• **EXERCISE PROMPT**: Reproduce the material from the line that has "Q: What bounding box encloses the forewing?" through the line that has "[400, 412, 506, 486]", swapping "forewing" for "front wing" and leaving everything else unchanged.

• **DATASET RECORDS**:
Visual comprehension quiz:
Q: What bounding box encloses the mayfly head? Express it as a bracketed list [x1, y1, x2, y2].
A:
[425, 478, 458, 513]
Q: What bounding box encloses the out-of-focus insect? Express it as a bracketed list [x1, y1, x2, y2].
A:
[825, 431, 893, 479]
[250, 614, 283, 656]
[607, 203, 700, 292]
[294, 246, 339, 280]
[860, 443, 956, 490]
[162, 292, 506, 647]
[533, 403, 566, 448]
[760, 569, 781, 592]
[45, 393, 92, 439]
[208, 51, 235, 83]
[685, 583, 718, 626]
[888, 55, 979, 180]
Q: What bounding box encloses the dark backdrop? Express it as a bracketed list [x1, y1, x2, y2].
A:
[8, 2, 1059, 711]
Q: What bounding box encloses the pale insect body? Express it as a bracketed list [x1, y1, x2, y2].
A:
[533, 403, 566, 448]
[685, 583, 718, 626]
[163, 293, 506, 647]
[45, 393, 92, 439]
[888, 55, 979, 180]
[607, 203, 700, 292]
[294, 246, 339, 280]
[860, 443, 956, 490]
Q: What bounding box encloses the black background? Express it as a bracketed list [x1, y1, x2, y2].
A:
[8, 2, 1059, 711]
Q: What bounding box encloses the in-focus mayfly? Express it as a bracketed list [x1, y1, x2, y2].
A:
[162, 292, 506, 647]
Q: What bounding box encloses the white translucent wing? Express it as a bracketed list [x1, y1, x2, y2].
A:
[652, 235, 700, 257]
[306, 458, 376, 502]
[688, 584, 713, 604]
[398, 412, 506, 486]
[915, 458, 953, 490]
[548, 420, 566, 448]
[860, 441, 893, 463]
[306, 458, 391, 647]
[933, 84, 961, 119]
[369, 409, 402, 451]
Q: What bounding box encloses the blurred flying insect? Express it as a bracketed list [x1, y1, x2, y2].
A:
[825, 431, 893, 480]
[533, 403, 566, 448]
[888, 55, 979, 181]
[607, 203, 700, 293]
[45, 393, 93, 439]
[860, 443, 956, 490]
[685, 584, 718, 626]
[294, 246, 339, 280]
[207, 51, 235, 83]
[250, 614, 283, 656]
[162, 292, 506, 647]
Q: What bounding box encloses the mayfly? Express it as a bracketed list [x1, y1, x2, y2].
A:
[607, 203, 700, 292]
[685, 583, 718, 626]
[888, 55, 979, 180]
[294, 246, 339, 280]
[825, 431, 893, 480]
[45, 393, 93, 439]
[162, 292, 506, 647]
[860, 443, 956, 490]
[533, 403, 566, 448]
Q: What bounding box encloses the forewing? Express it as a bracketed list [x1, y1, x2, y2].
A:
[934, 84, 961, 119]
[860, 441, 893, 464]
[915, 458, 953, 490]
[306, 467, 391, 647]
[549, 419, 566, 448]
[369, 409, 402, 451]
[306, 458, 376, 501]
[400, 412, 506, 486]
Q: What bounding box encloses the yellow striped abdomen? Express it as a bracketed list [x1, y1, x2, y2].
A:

• **REPLY TO THE EXERCISE**:
Q: What bounding box encloses the front wing? Express it as a bracketed list [x1, y1, x2, y2].
A:
[934, 84, 961, 119]
[860, 441, 893, 464]
[915, 458, 953, 490]
[306, 467, 391, 647]
[549, 419, 566, 448]
[369, 409, 402, 451]
[306, 458, 376, 501]
[400, 412, 506, 486]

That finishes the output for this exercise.